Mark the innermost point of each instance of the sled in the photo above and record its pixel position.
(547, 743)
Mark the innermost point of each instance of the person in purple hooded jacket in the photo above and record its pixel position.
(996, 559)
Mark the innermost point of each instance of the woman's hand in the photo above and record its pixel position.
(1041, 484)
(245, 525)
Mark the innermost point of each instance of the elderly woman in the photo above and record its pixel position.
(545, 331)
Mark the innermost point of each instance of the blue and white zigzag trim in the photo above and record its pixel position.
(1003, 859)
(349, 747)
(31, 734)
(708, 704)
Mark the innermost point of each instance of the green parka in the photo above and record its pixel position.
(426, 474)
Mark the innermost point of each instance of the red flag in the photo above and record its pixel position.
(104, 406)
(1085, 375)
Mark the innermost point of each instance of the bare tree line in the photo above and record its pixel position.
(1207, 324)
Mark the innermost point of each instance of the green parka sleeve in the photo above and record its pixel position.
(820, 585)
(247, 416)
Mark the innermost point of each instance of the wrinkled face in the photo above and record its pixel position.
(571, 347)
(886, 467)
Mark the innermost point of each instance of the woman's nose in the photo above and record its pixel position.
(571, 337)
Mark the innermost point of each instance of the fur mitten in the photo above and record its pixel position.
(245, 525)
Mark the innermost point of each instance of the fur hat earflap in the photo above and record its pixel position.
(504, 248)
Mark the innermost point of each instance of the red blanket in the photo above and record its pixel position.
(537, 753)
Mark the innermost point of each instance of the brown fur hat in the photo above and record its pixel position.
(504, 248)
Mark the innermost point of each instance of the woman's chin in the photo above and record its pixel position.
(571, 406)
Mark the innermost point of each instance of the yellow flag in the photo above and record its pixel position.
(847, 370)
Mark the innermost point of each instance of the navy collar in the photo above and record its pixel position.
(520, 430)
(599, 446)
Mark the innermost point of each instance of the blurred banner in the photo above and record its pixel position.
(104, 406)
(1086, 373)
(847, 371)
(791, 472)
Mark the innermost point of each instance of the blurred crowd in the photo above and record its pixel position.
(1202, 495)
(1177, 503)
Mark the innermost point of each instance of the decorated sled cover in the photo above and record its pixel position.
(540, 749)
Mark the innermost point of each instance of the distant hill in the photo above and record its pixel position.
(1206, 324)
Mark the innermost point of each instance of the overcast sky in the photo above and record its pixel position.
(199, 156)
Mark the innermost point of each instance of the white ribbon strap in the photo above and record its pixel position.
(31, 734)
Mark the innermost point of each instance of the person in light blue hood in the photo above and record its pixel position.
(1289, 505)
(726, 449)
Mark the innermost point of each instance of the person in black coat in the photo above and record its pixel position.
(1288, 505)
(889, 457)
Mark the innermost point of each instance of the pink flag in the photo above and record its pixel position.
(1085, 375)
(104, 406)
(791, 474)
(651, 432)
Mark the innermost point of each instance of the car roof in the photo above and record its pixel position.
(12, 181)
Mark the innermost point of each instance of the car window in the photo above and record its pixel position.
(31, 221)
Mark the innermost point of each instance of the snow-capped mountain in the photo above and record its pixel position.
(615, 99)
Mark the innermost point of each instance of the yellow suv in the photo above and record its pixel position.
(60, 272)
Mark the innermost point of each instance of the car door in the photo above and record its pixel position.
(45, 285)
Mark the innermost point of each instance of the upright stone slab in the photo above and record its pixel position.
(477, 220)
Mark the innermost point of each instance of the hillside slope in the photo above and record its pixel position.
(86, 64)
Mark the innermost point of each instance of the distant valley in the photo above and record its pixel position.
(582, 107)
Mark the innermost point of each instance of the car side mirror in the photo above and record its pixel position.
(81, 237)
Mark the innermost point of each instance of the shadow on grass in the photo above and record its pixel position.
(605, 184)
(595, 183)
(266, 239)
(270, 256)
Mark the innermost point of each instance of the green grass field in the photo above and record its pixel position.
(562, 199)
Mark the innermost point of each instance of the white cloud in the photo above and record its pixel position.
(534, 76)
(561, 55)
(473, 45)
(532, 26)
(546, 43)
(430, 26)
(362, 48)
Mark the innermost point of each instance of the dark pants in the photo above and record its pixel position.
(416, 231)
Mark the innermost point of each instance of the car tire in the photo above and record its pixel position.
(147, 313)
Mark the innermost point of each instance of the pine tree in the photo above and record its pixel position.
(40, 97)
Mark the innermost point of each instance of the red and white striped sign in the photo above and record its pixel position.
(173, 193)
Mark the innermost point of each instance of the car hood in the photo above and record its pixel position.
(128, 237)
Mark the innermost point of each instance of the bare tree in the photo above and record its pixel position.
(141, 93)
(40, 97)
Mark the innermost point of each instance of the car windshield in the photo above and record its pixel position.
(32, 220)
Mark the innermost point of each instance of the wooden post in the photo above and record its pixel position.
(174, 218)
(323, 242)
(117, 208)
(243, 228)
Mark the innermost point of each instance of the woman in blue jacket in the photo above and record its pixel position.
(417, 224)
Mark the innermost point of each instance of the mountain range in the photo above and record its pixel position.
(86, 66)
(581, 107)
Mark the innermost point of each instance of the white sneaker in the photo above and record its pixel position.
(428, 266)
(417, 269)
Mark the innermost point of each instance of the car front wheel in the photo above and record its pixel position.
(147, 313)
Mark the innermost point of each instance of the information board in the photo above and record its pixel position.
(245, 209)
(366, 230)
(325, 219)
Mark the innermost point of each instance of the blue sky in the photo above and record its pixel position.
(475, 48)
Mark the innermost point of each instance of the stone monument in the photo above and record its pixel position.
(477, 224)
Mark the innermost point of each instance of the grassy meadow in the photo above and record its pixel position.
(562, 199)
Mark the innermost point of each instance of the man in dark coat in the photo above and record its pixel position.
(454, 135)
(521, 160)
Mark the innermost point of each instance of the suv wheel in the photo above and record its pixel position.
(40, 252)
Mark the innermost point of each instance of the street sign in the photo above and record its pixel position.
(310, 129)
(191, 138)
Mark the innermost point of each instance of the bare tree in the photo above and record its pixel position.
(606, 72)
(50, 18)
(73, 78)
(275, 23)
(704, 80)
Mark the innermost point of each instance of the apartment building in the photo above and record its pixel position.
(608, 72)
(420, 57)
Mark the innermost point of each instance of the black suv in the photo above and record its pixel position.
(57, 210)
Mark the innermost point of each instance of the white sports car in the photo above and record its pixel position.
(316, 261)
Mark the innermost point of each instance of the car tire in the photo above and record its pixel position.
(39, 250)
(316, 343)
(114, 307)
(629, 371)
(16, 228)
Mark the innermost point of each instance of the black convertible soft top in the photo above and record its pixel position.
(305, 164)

· · · · ·

» The exercise: Produce an exact copy of all the records.

» Final answer:
Mark the innermost point of each instance of the sled in the photo above and record its pixel position.
(547, 743)
Mark the innermost point of each instance of the person in purple hooded jacket in the photo above and record its pixel position.
(996, 559)
Mark the innermost point of each instance of the woman's hand in the photo above and record its pixel position.
(1041, 484)
(245, 525)
Mark the innermost point of each instance of the elderly woman in the photo above and record its pixel position.
(545, 331)
Mark the innermost point of each instance of the blue and white zigzag trim in the photo above and record its pixel position.
(1003, 859)
(349, 747)
(31, 734)
(708, 704)
Mark the innermost point of each instance of the green parka in the photo above and record its pixel position.
(426, 474)
Mark the innermost point of each instance of the red flag in the photo above and record its pixel position.
(104, 406)
(1085, 375)
Mark the innermost point of each instance of the bare tree line in the photo above and record its pixel position.
(1207, 324)
Mark the innermost point of each instance of the green parka sleeve in the photo above and record its pixel position.
(820, 585)
(247, 416)
Mark the innermost point of each instance of the wrinkled face in the photo above and record its pixel position.
(571, 347)
(886, 467)
Mark the innermost point of each instance of the woman's nose in the photo above and record its pixel position.
(571, 337)
Mark the innermost point of each instance of the fur mitten in the photo above and record its pixel position.
(245, 525)
Mark the innermost point of each instance of the fur hat earflap in the photo above and record its pixel position.
(504, 248)
Mark the innermost point of each instance of the red blanket in the photo above and record its pixel position.
(537, 753)
Mark the innermost point of each instance of the brown fur hat in the photo above and record its pixel position.
(504, 248)
Mark the innermost point of each instance of the woman's chin in the photo above and record its pixel position.
(571, 406)
Mark the innermost point of each instance of the yellow flag in the photo above and record its pixel position.
(847, 370)
Mark the innermost point of each instance of the navy collar in the photo above and record its pixel position.
(520, 430)
(599, 446)
Mark the innermost point of each instance of the blurred banner in the photo above and record its pixel position.
(104, 406)
(1086, 373)
(847, 371)
(791, 472)
Mark the innermost point of each instance of the blurred crowd in the photo above and record its pixel position.
(1202, 495)
(1177, 503)
Mark the innermost point of each instance of the decorated sled cover in the photo above and record its pixel position.
(540, 749)
Mark the innermost point of each instance of the distant hill in the photo above and record its pixel position.
(1206, 324)
Mark the innermost point of each instance of the overcast sky in the photo above and record its pixel position.
(199, 156)
Mark the innermost point of each instance of the white ribbon strap in the photo above and record its pixel position.
(31, 734)
Mark the innermost point of each instance of the person in light blue hood in the photo above and record its pixel position.
(1289, 505)
(726, 449)
Mark the innermost point of each instance of the person in black coat in the photo above and record its pixel position.
(1288, 505)
(889, 457)
Mark the innermost point of each instance of the pink flag in the photo above and record its pixel position.
(1085, 375)
(104, 406)
(791, 474)
(651, 432)
Mark the innermost point of each instance of the car roof in the photo above and record its pixel position.
(12, 181)
Mark the innermost point of each instance of the car window in the photo above and record its pixel position.
(31, 221)
Mark the innermost point of each instance of the snow-capped mountain in the photo above and record its pixel position.
(615, 99)
Mark the innermost point of each instance of the yellow suv in the photo above and record its pixel position.
(60, 272)
Mark the innermost point of each instance of the car door in the photo above and record its pixel position.
(45, 285)
Mark the innermost point of each instance of the upright stone slab in the photo above and record its pixel position.
(477, 220)
Mark the innermost point of each instance of the hillside slope in the photo above and record its pixel position.
(86, 64)
Mark the innermost point of each instance of the distant valley in the photo above and record its pixel position.
(582, 107)
Mark the innermost point of each instance of the car side mirror in the photo above and record its pixel position.
(81, 237)
Mark the innermost point of each instance of the shadow on grass in the photo above and record its pixel position.
(605, 184)
(595, 183)
(266, 239)
(270, 256)
Mark the innermost point of each instance of the green grass field in the photo above and record its pixel position.
(562, 199)
Mark the innermost point of each instance of the white cloud in the photo above and record its pixel position.
(534, 76)
(561, 55)
(473, 45)
(532, 26)
(546, 43)
(430, 26)
(362, 48)
Mark the innermost point of each instance of the dark pants in the photo above and record its pixel position.
(416, 231)
Mark the innermost point of each instance of the car tire in the photo above and record its pixel position.
(147, 313)
Mark the innermost point of each instance of the pine tree in the photo above and record its pixel position.
(40, 97)
Mark the innermost point of each instance of the red and white striped sign in the photo above and record its pixel position.
(173, 193)
Mark the innermost point of each instance of the car hood in the photo above and record its pixel position.
(128, 237)
Mark the innermost point of each instance of the bare tree in the photo above and record its pixel position.
(141, 93)
(40, 97)
Mark the innermost point of each instance of the car windshield in the photo above and record its pixel position.
(32, 220)
Mark the innermost point of each instance of the wooden post in the photo above and record its pixel position.
(174, 218)
(323, 242)
(117, 208)
(243, 228)
Mark the innermost point of each instance of the woman in blue jacket in the photo above and record its pixel position.
(417, 224)
Mark the innermost point of each instance of the mountain range in the photo above and record its pixel position.
(86, 66)
(581, 107)
Mark the innermost point of each instance of the white sneaker in the photo above and record its pixel position.
(428, 266)
(417, 269)
Mark the innermost point of each instance of the car front wheel in the photo above and record its pixel position.
(147, 313)
Mark the innermost point of each instance of the information board in the photo above and record its pixel position.
(245, 209)
(366, 230)
(325, 219)
Mark the innermost point of each instance of the blue sky in the photo above and record its pixel position.
(475, 48)
Mark the innermost point of each instance of the stone monument in the photo above and record its pixel position.
(477, 224)
Mark the innermost point of each instance of the grassy meadow in the photo above and record its pixel position.
(562, 199)
Mark the innermost point of each instance of the man in dark coat in the photo above and record its pixel position.
(454, 135)
(521, 160)
Mark the innermost point of each instance of the suv wheel in the photo above and record its pixel position.
(40, 252)
Mark the innermost point of each instance of the street sign in the photo above and record its pixel position.
(310, 129)
(191, 138)
Mark the innermost point of each instance of the bare tree in the photo above and record its pixel position.
(606, 72)
(50, 18)
(73, 78)
(275, 23)
(704, 80)
Mark the innermost point of each instance of the apartment building in the photo above and record its pixel position.
(608, 72)
(420, 57)
Mark the innermost point of each instance of the black suv in the photo above and record its pixel position.
(57, 210)
Mark the innermost point of each instance of the white sports car in the photo above and record its pixel position.
(316, 261)
Mark the innermost point of each instance of the car tire in the photo above and record its pixel position.
(39, 250)
(316, 343)
(114, 307)
(629, 371)
(16, 228)
Mark the innermost point of each instance of the black convertible soft top in the photo above and record its pixel position.
(305, 164)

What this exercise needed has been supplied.